_GIVEN EXERCISE_: Report how many lines in the records below contain the word "white". Give only the number.
## Begin DATA
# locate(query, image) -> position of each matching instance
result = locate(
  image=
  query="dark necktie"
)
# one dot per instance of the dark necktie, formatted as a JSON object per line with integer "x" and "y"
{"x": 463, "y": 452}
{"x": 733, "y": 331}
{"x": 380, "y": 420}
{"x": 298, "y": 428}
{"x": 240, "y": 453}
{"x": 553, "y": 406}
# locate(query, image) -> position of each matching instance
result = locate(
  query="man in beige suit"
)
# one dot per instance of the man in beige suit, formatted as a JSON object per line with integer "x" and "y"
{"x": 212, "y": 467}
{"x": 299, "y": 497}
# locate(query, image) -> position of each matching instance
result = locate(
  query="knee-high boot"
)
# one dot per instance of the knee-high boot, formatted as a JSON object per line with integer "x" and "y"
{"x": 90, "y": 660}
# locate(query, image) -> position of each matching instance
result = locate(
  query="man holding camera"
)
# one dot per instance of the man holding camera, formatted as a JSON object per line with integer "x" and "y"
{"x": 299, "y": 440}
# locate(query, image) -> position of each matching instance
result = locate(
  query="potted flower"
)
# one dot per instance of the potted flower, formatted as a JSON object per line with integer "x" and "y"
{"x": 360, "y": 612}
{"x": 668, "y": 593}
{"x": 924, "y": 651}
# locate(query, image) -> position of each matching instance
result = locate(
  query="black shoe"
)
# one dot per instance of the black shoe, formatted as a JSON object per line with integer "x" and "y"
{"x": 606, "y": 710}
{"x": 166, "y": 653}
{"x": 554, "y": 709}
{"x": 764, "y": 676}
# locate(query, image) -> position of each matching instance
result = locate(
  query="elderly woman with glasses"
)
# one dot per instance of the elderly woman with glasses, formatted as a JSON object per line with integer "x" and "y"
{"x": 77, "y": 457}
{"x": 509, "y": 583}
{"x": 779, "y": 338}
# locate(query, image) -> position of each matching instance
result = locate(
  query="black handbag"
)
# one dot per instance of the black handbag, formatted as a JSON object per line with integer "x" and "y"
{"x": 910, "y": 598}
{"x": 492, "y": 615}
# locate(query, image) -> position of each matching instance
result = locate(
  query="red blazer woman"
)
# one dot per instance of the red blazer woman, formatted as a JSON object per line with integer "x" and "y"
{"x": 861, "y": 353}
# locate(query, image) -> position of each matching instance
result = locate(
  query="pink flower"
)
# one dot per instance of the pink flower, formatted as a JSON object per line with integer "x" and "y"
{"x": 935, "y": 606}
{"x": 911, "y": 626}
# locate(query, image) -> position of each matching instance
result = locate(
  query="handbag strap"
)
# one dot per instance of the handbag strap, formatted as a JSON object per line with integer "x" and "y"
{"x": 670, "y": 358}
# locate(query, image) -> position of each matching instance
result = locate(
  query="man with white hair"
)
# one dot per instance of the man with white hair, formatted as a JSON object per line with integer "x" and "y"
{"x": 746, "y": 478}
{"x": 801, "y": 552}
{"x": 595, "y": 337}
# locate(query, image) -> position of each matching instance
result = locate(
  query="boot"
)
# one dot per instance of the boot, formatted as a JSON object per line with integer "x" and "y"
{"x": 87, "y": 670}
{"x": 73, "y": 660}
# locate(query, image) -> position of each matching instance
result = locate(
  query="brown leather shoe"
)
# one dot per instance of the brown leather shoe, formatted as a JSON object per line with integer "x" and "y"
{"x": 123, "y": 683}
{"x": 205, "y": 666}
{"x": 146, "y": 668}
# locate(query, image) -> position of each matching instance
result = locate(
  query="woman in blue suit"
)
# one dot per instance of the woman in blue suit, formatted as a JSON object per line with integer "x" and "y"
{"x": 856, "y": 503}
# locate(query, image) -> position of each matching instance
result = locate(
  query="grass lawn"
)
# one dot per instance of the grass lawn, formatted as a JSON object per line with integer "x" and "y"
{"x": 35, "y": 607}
## End DATA
_TASK SOLUTION_: 2